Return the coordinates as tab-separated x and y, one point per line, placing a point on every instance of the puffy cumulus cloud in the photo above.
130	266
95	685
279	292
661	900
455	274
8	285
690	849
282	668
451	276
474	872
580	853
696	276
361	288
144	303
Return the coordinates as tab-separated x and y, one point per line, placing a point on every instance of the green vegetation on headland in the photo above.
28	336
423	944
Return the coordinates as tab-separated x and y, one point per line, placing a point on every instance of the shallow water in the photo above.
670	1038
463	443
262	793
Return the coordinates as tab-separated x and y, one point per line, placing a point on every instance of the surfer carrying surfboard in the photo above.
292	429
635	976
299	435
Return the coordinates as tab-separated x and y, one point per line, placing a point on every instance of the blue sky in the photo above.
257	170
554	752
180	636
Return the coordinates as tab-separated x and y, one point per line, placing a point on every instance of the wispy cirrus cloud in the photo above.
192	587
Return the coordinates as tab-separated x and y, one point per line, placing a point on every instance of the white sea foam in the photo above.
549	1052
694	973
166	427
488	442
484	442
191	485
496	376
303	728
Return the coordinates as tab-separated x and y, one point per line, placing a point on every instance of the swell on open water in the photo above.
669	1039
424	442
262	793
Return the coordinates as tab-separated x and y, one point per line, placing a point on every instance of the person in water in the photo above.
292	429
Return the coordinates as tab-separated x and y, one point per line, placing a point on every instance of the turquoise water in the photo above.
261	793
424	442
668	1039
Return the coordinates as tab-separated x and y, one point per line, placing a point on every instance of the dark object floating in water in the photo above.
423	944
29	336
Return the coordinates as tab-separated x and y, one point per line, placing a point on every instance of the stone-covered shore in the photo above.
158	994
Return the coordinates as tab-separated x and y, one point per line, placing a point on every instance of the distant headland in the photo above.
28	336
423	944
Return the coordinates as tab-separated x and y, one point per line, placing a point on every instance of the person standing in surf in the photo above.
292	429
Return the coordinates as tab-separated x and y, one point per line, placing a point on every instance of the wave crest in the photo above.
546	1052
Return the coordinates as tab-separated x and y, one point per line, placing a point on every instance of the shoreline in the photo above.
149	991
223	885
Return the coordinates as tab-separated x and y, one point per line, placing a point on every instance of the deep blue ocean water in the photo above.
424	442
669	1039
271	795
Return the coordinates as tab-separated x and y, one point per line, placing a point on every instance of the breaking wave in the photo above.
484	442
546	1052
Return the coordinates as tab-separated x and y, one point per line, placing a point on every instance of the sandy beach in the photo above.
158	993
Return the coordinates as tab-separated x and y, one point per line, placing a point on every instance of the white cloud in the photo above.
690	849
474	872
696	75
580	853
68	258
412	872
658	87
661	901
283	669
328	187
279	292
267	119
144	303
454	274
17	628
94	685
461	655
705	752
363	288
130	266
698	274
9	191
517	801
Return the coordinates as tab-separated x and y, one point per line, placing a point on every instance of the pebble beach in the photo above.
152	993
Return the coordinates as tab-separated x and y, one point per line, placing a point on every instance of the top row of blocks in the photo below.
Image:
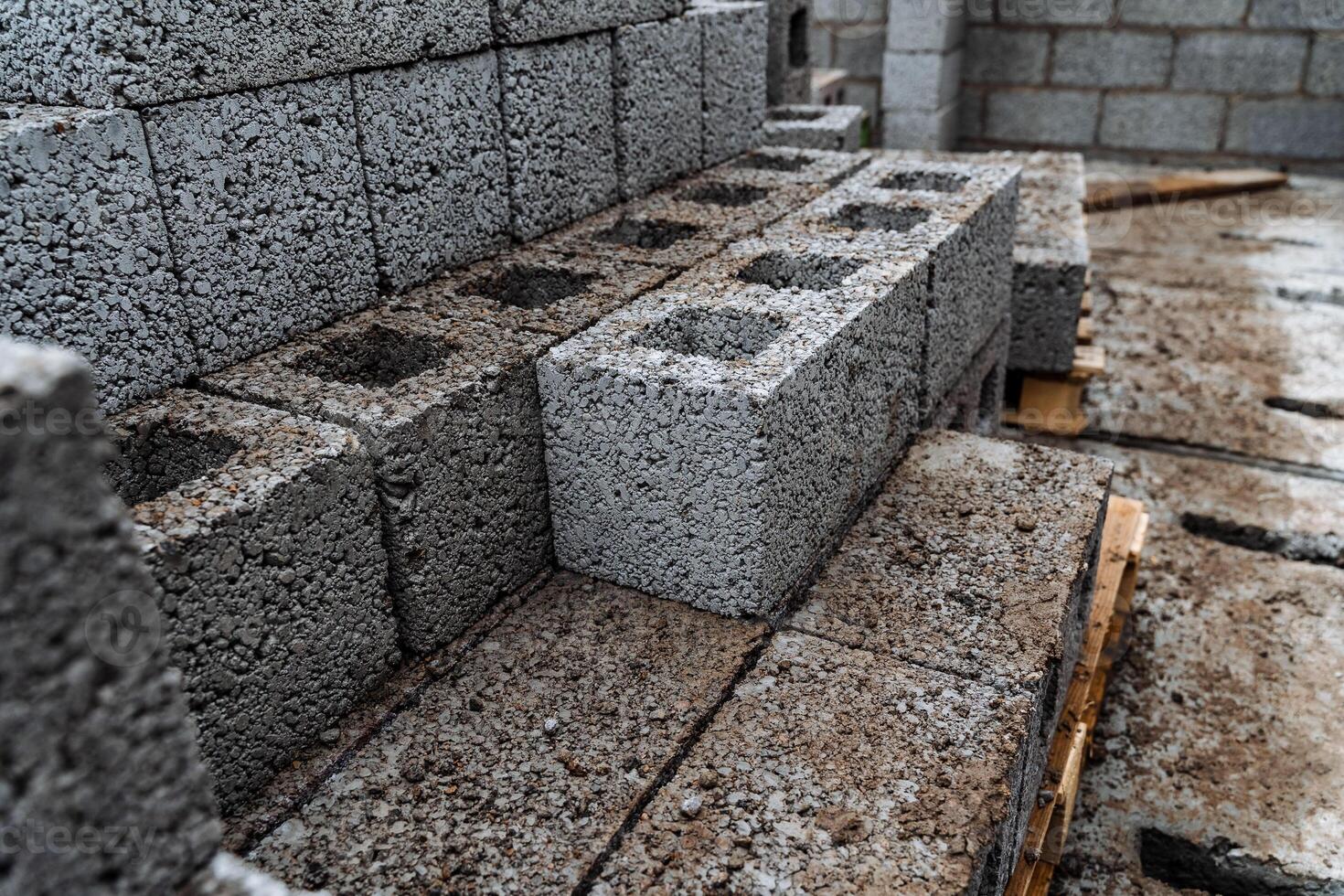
::::
● YOUR INSTRUCTIONS: Your answer must be the records above, copied exactly, with no pictures.

● EXPECTED OUTPUT:
Return the coordinates as tab-separated x and y, one point per line, placing a point on every instance of the puffy cumulus cloud in the photo above.
130	266
95	685
279	292
661	900
455	274
8	285
690	849
282	668
451	276
474	872
580	853
696	276
361	288
144	303
Return the coordinates as tab-separated x and y, one point per line, placing a point on every instance of the green vegetation on headland in the photo above.
28	336
423	944
Return the coordinates as tab-separated x and y, one point per line, placing a point on every instance of the shallow water in the photo above.
670	1038
463	443
262	793
Return the coordinates as tab-separated x and y, one point per line, placing a point on every instance of the surfer carrying surfboard in the photo above.
292	429
635	976
299	435
Return the coordinates as tab-separated x and y, one point per line, placing a point on every instance of the blue sky in the photo above.
257	170
554	752
180	636
Return the coordinates as tab-separated x and y, one point per line, placing a point on every instance of the wispy cirrus cloud in the photo above.
192	587
Return the coordinates as tab-separated x and y, one point per line, placing a point on every instance of the white sea foam in the photo above.
549	1052
694	973
166	427
488	442
484	442
191	485
496	376
303	728
Return the coordinates as tab-separated x and y, one point per line, placing a point on every instance of the swell on open water in the photo above.
669	1039
424	442
262	793
Return the coordinates as tab-separated x and y, one point per line, placing a point on every instance of the person in water in the photo above.
292	429
Return the coordinates as tab-separated x and y, one point per line, placing a point on every instance of the turquoise water in the photo above.
261	793
424	442
668	1039
Return the coordinates as tab-separated x and y, one point per line, placing a point on every instance of the dark object floating in water in the photo above.
423	944
29	336
Return the coordinates as tab-separated x and y, one point per line, placing a point on every instance of the stone-covered shore in the photo above.
158	994
Return the coordinates as tab-separated x and y, one point per line, placing a point on every instance of the distant headland in the photo above.
28	336
423	944
Return the coordinates as tab-separated x and y, one point per line, placing a point on every instance of the person standing in surf in the photo above.
292	429
Return the coordinates as tab-separated x and y, one point per line, placing a point on every instance of the wave crest in the photo above.
546	1052
Return the coordinates as tab-separated x and y, one point per line, placing a point on every instance of the shoreline in the photo above.
149	991
223	885
Return the coordinates as tab-separated x and y, one point per line, placing a point on every instance of the deep blue ocean water in the photo above.
424	442
669	1039
271	795
Return the coordinates as tab-separated x and y, one point per line, placing a point on every instance of the breaking wave in the photo above.
484	442
546	1052
Return the coordinates as tab-separated x and y, one point per line, placing a point on every instance of the sandy beach in the photo above.
158	993
Return the coordinates as tab-separated x and y, one point per line, placing a point on every instance of the white cloud in the photo above.
690	849
474	872
696	75
580	853
68	258
412	872
658	87
661	901
283	669
328	187
279	292
267	119
144	303
454	274
17	628
94	685
461	655
705	752
363	288
130	266
698	274
9	191
517	801
Return the coordinates as tab-separated x and y, one point per line, placing a point on every instance of the pebble beach in the photo above.
152	993
Return the coordinates as tab-separated x and y, one point per line, placing a point on every instance of the top row of blocks in the photo below.
Image:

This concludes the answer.